◆ TEXT SEGMENT
========

Eigen vectors in python giving seemingly random element-wise signs

I'm running the following code:

import numpy as np
import matplotlib
matplotlib.use("TkAgg")
import matplotlib.pyplot as plt

N = 100
t = 1

a1 = np.full((N-1,), -t)
a2 = np.full((N,), 2*t)
Hamiltonian = np.diag(a1, -1) +  np.diag(a2) + np.diag(a1, 1)

eval, evec = np.linalg.eig(Hamiltonian)
idx = eval.argsort()[::-1]
eval, evec = eval[idx], evec[:,idx]

wave2 = evec[2] / np.sum(abs(evec[2]))
prob2 = evec[2]**2 / np.sum(evec[2]**2)

_ = plt.plot(wave2)
_ = plt.plot(prob2)
plt.show()

And the plot that comes out is this:

But I'd expect the blue line to be a sinoid as well. This has got me confused and I can't find what's causing the sudden sign changes. Plotting the function absolutely shows that the values associated with each x are fine, but the signs are screwed up.

Any ideas on what might cause this or how to solve it?

Solution

Here's a modified version of your script that does what you expected. The changes are:

Corrected the indexing for the eigenvectors; they are the columns of evec.
Use np.linalg.eigh instead of np.linalg.eig. This isn't strictly necessary, but you might as well use the more efficient code.

========

◆ PROVIDED INFORMATION
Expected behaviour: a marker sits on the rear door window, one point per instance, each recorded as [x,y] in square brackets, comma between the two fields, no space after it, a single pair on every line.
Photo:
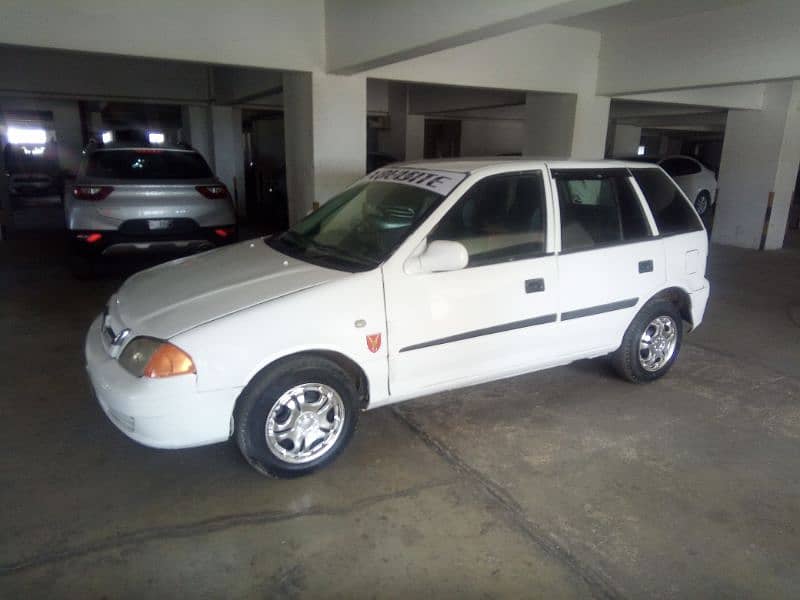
[147,163]
[671,211]
[598,208]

========

◆ PROMPT A
From the code in the post about eigenvector signs in Python, list every distinct function called with the np. prefix.
◆ PROMPT B
Carry on the thread about eigenvector signs in Python from its last sentence.

◆ EXPECTED ANSWER A
np.full
np.diag
np.linalg.eig
np.sum

◆ EXPECTED ANSWER B
Don't reverse the order of the sorted eigenvalues. I keep the eigenvalues sorted from lowest to highest. Because eigh returns the eigenvalues in ascending order, I just commented out the code that sorts the eigenvalues.

(Only the first change is a required correction.)

import numpy as np
import matplotlib
import matplotlib.pyplot as plt

N = 100
t = 1

a1 = np.full((N-1,), -t)
a2 = np.full((N,), 2*t)
Hamiltonian = np.diag(a1, -1) +  np.diag(a2) + np.diag(a1, 1)

eval, evec = np.linalg.eigh(Hamiltonian)
#idx = eval.argsort()[::-1]
#eval, evec = eval[idx], evec[:,idx]

k = 2
wave2 = evec[:, k] / np.sum(abs(evec[:, k]))
prob2 = evec[:, k]**2 / np.sum(evec[:, k]**2)

_ = plt.plot(wave2)
_ = plt.plot(prob2)
plt.show()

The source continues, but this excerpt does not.